**Material for this exercise:**
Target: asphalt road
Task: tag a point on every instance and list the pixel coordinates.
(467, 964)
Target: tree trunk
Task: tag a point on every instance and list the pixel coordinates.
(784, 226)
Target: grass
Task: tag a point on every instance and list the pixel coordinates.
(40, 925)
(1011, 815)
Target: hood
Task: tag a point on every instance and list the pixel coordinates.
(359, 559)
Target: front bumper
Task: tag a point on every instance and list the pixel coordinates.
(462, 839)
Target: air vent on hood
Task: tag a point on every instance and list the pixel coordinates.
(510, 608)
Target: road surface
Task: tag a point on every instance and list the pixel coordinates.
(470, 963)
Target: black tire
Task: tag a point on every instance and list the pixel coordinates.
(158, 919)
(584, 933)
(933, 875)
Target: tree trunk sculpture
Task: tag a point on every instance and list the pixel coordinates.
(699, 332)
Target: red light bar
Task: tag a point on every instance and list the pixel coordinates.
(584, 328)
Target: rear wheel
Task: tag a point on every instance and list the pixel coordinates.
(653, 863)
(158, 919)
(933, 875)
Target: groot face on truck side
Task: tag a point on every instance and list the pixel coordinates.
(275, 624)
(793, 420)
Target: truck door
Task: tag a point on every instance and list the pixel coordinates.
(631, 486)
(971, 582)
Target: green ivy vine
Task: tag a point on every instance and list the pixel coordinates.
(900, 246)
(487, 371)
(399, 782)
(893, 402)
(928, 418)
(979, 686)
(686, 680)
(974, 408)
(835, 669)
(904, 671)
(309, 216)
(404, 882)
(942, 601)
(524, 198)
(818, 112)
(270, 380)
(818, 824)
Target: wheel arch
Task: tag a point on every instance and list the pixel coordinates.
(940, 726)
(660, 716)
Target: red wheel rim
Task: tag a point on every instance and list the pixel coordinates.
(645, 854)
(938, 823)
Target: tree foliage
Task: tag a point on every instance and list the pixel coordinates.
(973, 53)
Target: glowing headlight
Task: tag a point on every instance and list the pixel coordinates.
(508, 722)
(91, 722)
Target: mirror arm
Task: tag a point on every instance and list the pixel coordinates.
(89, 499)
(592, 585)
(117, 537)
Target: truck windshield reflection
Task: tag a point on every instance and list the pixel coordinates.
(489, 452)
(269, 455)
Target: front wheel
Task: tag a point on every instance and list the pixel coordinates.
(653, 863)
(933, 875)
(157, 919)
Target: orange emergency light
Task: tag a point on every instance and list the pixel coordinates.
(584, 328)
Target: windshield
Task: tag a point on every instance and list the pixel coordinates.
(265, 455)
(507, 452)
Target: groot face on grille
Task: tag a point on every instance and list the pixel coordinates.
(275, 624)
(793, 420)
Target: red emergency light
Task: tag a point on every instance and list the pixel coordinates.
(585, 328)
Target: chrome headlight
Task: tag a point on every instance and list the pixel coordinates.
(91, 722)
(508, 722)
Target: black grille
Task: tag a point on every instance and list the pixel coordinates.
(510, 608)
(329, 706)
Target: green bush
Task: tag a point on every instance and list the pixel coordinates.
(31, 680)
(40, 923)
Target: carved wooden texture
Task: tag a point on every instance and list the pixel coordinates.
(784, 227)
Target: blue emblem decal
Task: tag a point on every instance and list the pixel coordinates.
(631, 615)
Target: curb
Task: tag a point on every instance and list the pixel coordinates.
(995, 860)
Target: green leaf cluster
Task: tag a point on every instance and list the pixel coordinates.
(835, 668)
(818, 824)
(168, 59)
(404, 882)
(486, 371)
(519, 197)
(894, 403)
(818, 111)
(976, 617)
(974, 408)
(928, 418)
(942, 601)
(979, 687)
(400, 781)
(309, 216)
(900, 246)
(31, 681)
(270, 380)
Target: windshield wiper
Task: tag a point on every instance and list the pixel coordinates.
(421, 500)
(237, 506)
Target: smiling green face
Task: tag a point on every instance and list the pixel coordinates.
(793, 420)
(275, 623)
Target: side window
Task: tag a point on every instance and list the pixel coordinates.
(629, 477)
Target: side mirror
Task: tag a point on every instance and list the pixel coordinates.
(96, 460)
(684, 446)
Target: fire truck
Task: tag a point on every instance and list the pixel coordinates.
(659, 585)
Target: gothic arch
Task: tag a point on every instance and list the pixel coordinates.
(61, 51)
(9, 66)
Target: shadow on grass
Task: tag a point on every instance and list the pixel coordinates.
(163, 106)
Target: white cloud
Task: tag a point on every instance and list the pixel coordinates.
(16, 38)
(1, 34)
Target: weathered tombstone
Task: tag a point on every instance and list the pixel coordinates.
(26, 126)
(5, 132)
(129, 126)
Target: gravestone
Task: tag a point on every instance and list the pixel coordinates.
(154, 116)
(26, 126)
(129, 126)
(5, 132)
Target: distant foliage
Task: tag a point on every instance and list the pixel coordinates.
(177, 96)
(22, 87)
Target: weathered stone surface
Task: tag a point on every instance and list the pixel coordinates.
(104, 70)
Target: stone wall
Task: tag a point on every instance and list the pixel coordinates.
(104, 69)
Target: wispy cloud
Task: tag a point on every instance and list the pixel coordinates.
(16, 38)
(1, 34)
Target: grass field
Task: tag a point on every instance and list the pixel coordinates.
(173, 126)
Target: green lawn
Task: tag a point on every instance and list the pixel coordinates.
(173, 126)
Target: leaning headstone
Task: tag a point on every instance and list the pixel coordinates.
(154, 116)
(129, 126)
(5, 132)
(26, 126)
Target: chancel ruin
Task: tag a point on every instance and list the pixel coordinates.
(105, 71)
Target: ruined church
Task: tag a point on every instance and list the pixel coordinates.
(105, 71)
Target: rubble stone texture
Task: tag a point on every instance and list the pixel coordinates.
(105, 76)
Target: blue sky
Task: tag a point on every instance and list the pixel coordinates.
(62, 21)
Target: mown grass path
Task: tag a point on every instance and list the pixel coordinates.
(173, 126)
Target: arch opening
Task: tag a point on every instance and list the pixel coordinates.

**Task goal:** Rewrite every item above, replacing each occurrence of "tag a point" with "mark a point" and leaving the rest unchanged.

**Solution to this task:**
Target: asphalt road
Task: mark a point on every instance and list the pixel coordinates.
(467, 964)
Target: tree trunk
Task: mark a point on every instance and list the pixel coordinates.
(784, 226)
Target: grass
Task: mark a point on every instance and list the pixel coordinates.
(40, 925)
(1011, 815)
Target: hood
Task: mark a point on every instance and list the pixel coordinates.
(359, 559)
Target: front bumper
Task: mark a point on every instance and list the pixel coordinates.
(462, 839)
Target: air vent on hood
Task: mark a point on every instance and list the pixel coordinates.
(510, 608)
Target: road surface
Task: mark a point on every instance and list the pixel coordinates.
(470, 963)
Target: black tire
Task: mark a point on every instance and list the pixel coordinates.
(158, 919)
(584, 933)
(933, 875)
Target: tree trunk sculpture
Task: mark a point on every instance and list the pixel coordinates.
(699, 332)
Target: red light bar
Task: mark a point on every instance and list the pixel coordinates.
(584, 328)
Target: rear wheel
Task: mark a point on every instance and list the pixel coordinates.
(653, 863)
(158, 919)
(933, 875)
Target: groot face on truck side
Task: mark a point on every instance and list the pixel coordinates.
(275, 624)
(793, 420)
Target: truck door
Task: mark a point on every instance and list the pixel coordinates.
(631, 486)
(971, 582)
Target: green ivy vine
Task: mark a point on every instance and list the pixel coordinates.
(900, 246)
(487, 371)
(399, 782)
(893, 402)
(928, 418)
(979, 686)
(686, 680)
(974, 408)
(835, 669)
(904, 671)
(309, 216)
(404, 882)
(942, 601)
(524, 198)
(818, 112)
(270, 380)
(818, 824)
Target: wheel arch
Task: mark a point on every instance and list the pixel coordinates.
(940, 726)
(660, 716)
Target: red wheel rim
Task: mark a point on every instance and list the pixel coordinates.
(645, 854)
(938, 823)
Target: tree foliage
Task: mark a point on every instance and list the pixel coordinates.
(973, 53)
Target: glowing headlight
Task: mark a point on every instance and list the pixel coordinates.
(508, 722)
(91, 722)
Target: mirror arm
Task: mark a point on every instance and list the pixel coordinates.
(89, 499)
(592, 585)
(117, 537)
Target: truck windshield reflection
Task: mark a point on every instance and list the pixel coordinates.
(489, 452)
(269, 455)
Target: front wheel
Task: mark a point on every instance and list the pixel coordinates.
(653, 863)
(933, 875)
(157, 919)
Target: orange emergency light
Task: mark a point on every instance and list the pixel coordinates.
(584, 328)
Target: windshield
Task: mark a point on every instance and list the pixel coordinates.
(265, 455)
(507, 452)
Target: groot face on grille
Task: mark a point on every instance and list the pixel coordinates.
(275, 624)
(793, 420)
Target: red emergency light
Task: mark a point on every instance and list the pixel coordinates.
(585, 328)
Target: chrome headlight
Task: mark a point on every instance and list the pixel coordinates.
(91, 722)
(508, 722)
Target: black grille
Task: mark a point on every instance and list the pixel coordinates.
(510, 608)
(329, 706)
Target: green bush
Task: mark a point on every instance and list the pixel coordinates.
(31, 680)
(40, 923)
Target: carved wooden texture
Task: mark a point on every instance and list the pixel coordinates.
(784, 227)
Target: blue emblem decal
Task: mark a point on every instance and list the pixel coordinates.
(631, 615)
Target: curb
Task: mark a point on every instance and list the pixel coordinates.
(995, 860)
Target: green leaf cluster
Task: mark a point on every instance and list the pixel coordinates.
(835, 668)
(818, 824)
(168, 59)
(404, 882)
(486, 371)
(519, 197)
(894, 403)
(818, 111)
(976, 617)
(974, 408)
(928, 418)
(942, 601)
(979, 687)
(400, 781)
(309, 216)
(900, 246)
(31, 681)
(270, 380)
Target: windshield wiper
Task: mark a point on every instance and list the pixel coordinates.
(421, 500)
(237, 506)
Target: smiling green face
Task: mark a point on every instance and list the pixel coordinates.
(793, 420)
(275, 623)
Target: side window
Task: mark a point on every instance and list the pixel coordinates.
(629, 477)
Target: side mirror
Task: mark a point on every instance and list the pixel coordinates.
(96, 460)
(684, 446)
Target: fire truck
Task: mark a point on every instance and list the pixel coordinates.
(659, 585)
Target: gothic arch
Task: mark a point on every instance and list the pixel coordinates.
(61, 51)
(9, 66)
Target: shadow on grass
Task: mark a point on every instance and list the pixel coordinates.
(163, 106)
Target: white cloud
Task: mark a point on every instance and list the pixel coordinates.
(16, 38)
(1, 34)
Target: weathered tombstone
Task: mark a point on every instance and list the pixel coordinates.
(26, 126)
(5, 132)
(129, 126)
Target: gravestone
Task: mark a point on every instance and list the pixel coordinates.
(154, 116)
(26, 126)
(129, 126)
(5, 132)
Target: distant foliage
Task: mark a point on every instance and list the pixel coordinates.
(177, 96)
(22, 87)
Target: weathered stone surface
Task: mark a point on every instance and list the pixel coordinates.
(104, 70)
Target: stone wall
Task: mark a point on every instance and list the pixel coordinates.
(104, 69)
Target: wispy cloud
Task: mark a point on every instance and list the pixel coordinates.
(16, 38)
(1, 34)
Target: grass field
Task: mark a point on every instance and list the pixel coordinates.
(173, 126)
Target: green lawn
Task: mark a point on every instance and list the pixel coordinates.
(173, 126)
Target: leaning headstone
Task: mark a point on every instance and list the pixel coordinates.
(154, 116)
(129, 126)
(5, 132)
(26, 126)
Target: chancel ruin
Task: mark a point on every instance and list the pixel coordinates.
(105, 71)
Target: ruined church
Task: mark a point on every instance and list the pixel coordinates.
(105, 71)
Target: rubble stone texture
Task: mark a point on every instance and list the pixel coordinates.
(105, 76)
Target: blue sky
Task: mark a point on every instance and list the pixel coordinates.
(62, 21)
Target: mown grass path
Task: mark a point on every instance and list the pixel coordinates.
(173, 126)
Target: arch opening
Task: mark a point on every instance and list the pixel coordinates.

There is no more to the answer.